- [Text extract]:
1) both sides feel hot after a 10 min ride.
2) tested spark plugs and they both fire (hence why I think it's maybe a fuel/carb issue if it is firing on 1 cyl)

What do you guys think?

Dave
 
Need to rejet your carbs for the 2-1. I bet your rich on your pilot jet or needle. What kind of carbs do you have? And yes if your running on one cylinder you don’t get much power. If both sides of the header is hot then it should be running on both. You can bench sync the carbs and get close but need a vacuum tester to dial them in.
 
Heya Bushy. Thanks for the advice. I’ve never rejetted. I’m running the stock carbs on my 79 and I’ve got the mikes 2-1.
 
Don’t ignore the ignition make sure it is adjusted before you go rejetting your carbs. If you had the bs34 carbs I would be able to get you pretty close, but I’m not familiar with the bs38 with a 2 into 1.
 
Gotcha. Good point. So do you think this is a good plan of attack: 1) check ignition timing 2) check which carb exactly I have 3) try to tune the carbs with ignition dialed in 4) if step 3 doesn’t work, then consider rejetting.

btw everyone: I am currently reading through the carb guides. It’s a LOT to get through but is amazing. Thank you to those who wrote it (who I think is 5twins and inxs? Am I missing anyone?). Either way: amazing. Thank you!
 
Plot thickens: looked at my spark plugs, which I guess I should have done first. Both are covered in dry black sooty deposits. My manual says that means the mix is overly rich. This squares with the beautiful blue plums of flame igniting from my tailpipe upon turning the engine off (unused fuel in the exhaust being lit by the heat of the tailpipe, I suspect). Here’s the rub: when running POF filters (which I am) and mikes 2-1, isn’t there more air flow? So wouldn’t rejetting generally be to allow MORE gas in to mix properly with the higher air flow? That’s odd, no? I suppose I’ll Check the timing and seek to lean the mixture out a bit first without rejetting first.

- [Set task 1]:
Answer these questions using the forum thread about carburetor trouble:
(a) What model year is the original poster's bike?
(b) Which carbs does the reply say would let the helper get the poster pretty close?
(c) What covers both spark plugs when the poster looks at them?
- [Set task 2]:
Write the next part of the forum thread about carburetor trouble, starting after its last sentence.
The stored data that comes after this text has no connection to it.

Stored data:
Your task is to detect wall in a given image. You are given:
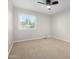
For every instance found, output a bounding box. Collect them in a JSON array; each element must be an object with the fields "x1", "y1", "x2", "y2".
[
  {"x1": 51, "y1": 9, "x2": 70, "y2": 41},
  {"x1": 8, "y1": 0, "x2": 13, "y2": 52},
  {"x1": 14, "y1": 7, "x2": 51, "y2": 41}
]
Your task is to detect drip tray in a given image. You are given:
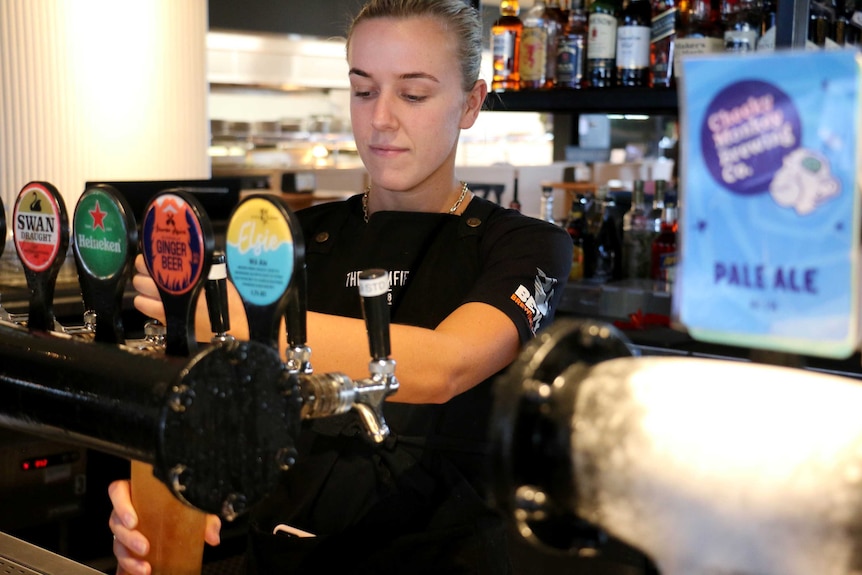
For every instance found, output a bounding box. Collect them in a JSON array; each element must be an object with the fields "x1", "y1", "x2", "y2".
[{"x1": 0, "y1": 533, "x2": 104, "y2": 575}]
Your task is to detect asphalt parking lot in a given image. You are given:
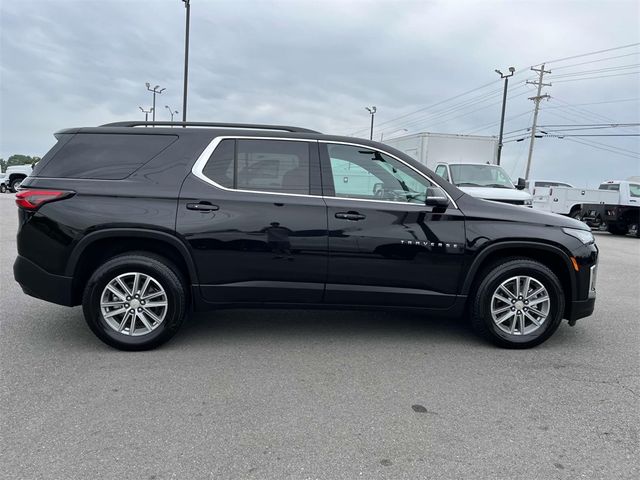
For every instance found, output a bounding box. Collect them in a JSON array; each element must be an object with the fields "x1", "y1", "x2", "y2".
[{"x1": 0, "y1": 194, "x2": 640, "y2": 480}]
* * *
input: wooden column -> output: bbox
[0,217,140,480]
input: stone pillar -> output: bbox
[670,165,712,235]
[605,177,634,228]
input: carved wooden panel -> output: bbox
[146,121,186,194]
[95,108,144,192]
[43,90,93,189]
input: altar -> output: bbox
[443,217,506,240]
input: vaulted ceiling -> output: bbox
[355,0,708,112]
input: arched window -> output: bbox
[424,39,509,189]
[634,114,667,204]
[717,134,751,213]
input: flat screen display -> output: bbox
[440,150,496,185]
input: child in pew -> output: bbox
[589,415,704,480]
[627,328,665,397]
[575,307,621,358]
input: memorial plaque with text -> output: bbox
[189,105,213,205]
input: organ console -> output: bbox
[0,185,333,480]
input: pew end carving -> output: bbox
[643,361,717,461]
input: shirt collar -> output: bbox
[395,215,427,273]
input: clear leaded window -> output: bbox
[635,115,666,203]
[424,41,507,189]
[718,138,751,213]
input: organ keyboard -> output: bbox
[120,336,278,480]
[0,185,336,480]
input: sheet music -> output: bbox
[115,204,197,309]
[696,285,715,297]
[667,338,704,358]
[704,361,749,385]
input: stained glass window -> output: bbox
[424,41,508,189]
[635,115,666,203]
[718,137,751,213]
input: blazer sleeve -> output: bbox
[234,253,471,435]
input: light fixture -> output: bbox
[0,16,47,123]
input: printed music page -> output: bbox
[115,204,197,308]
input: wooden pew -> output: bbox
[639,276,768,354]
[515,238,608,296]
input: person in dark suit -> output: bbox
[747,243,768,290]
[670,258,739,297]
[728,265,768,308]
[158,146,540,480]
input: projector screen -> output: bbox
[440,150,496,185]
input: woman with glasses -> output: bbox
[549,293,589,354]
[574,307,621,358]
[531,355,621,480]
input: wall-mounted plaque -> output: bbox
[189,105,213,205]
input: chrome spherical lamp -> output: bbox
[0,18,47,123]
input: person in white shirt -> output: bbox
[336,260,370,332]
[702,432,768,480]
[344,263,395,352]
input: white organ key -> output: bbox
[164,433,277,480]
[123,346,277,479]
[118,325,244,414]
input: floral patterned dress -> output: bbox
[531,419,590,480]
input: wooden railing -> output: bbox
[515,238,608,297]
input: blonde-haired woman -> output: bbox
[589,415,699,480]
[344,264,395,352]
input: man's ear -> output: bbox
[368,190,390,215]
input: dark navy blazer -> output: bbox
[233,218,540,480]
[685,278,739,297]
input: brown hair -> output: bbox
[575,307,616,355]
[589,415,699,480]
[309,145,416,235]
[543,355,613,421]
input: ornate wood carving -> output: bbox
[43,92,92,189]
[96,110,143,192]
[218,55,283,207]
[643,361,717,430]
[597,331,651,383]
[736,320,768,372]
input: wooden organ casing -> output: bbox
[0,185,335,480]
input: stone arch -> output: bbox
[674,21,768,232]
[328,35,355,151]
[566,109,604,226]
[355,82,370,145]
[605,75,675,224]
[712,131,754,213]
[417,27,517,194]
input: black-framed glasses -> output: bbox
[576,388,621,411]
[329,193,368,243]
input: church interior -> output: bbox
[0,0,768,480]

- [Written reply 1]:
(a) 79
(b) The bs34 carbs
(c) Dry black sooty deposits

- [Written reply 2]:
 
I think if I’m not mistaken you have just got this bike running for the first time, but either way if not still do the following before you mess with jets. The very first thing I would do while the engine is cold is check and adjust your valves if necessary. Then I would adjust my cam chain while cold, but keep in mind you need to check it later after it is warmed up. Next check and set your points statically if you don’t have digital ignition. If you installed your own digital non-stock ignition check it with a timing light or if stock points check it as well with the timing light making sure they fire on the F and advance no further than the full advance mark. I would probably run the engine during these checks with the pod filters off. By the way what pod filters do you have? Some cheap ones block the air passages. I think you have bs38s if they are stock. I am glad you are reading the carb guide it will help with the knowledge you will need to adjust and tune them. Also go buy some new plugs and have a few extra. They are like $2 a piece for the NGK BP7ES and check the gap is between .028- .032 inches. You will need to jet for more fuel with the pods and 2-1 because they are flowing more air basically. The 2-1 has a weird spot around 4500 rpm where it is most efficient. I could only get my bs34s to work with the Heiden needle. IMHO it needs the longer needle for the cv diaphragm slide location at 4500 rpm. If you have VM slide carbs you may not need the Heiden needle. So make sure everything ignition wise is good before you fault and tune the carbs.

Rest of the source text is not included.